Weilheim · Lenningen · Umland
Technik entfaltet poetische Kraft

Kunst Im ehemaligen Teckboten-Gebäude am Alleenring hat die Ausstellung „Drehmoment“ eröffnet: Zu sehen gibt es dort eine Installation Ralf Baeckers. Von Monika Läufle

Kunstexperte Winfried Stürzl fasst den ersten Eindruck provokant zusammen: „Die Menschen sind heute hergekommen und dachten, sie sehen Kunst. Jetzt sind sie überrascht.“ Knapp 40 Besucher haben sich zur Ausstellungseröffnung in der Kirchheimer Alleenstraße 128 eingefunden und lauschen gespannt, wie Stürzl im Gespräch mit dem Künstler Ralf Baecker die Installation beschreibt.

Überrascht sind die Gäste, weil Baecker nicht mit Farbe und Pinsel arbeitet. Seine Arbeitsmaterialien waren 1250 bewegliche Zeiger aus Plexiglas, die er auf einer zwei Meter großen quadratischen Fläche angebracht hat. Das Werk trägt den Namen „Putting The Pieces Back Together Again“. Zu deutsch bedeutet das „Die Stücke wieder zusammenfügen“.

Alle Zeiger werden mit derselben Geschwindigkeit angetrieben. Alle verhalten sich identisch. Ein Plättchen dreht sich so lange, bis es an ein anderes Plättchen stößt und dadurch seine Richtung ändert. Bei jedem einzelnen Zeiger ist nachvollziehbar, wie er sich verhält. Trotzdem wirkt das Gesamtbild zu Beginn chaotisch. Fast hypnotisierend. Es erinnert an Ameisenhaufen, an Vogelschwärme. Dazu das Brummen der 1 250 Motoren, die sich anhören wie ein wütender Bienenschwarm. Doch plötzlich stellen sich die Zeiger zu Parallelen und aus dem Chaos kristallisiert sich ein geometrisches Muster heraus.

- [QUELLENAUSZUG]
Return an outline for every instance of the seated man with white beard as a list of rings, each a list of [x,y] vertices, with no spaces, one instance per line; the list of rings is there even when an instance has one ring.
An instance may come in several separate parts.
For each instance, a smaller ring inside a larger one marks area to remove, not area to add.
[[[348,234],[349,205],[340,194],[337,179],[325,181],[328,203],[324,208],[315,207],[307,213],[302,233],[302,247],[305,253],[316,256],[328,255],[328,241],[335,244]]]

- [AUFGABE] Schreibe den Bericht über die Ausstellung „Drehmoment“ im ehemaligen Teckboten-Gebäude weiter. Knüpfe direkt an seinen letzten Satz an.

- [ANTWORT]
Kann man wissen, wie das Gesamtbild in zehn Minuten aussieht? Wie verhält sich ein einzelnes Element innerhalb des großen Ganzen, in einem komplexen System ohne zentrale Steuerung? Mit Fragen wie diesen beschäftigte sich Baecker.

Die Rückseite ist offen

Das Kunstwerk dient auch als Metapher, da sich die Fragen auf andere Bereiche übertragen lassen. Auf die Physik, auf die Klimaforschung, sogar auf eine Dorfgemeinschaft. Wie verhält sich das Individuum im Bezug zur Gesellschaft und wie wirkt das eine auf das andere zurück? Einer, so der Künstler, beeinflusst das ganze System und kann einen Unterschied machen. Ist ein Teil kaputt, behindert es die anderen.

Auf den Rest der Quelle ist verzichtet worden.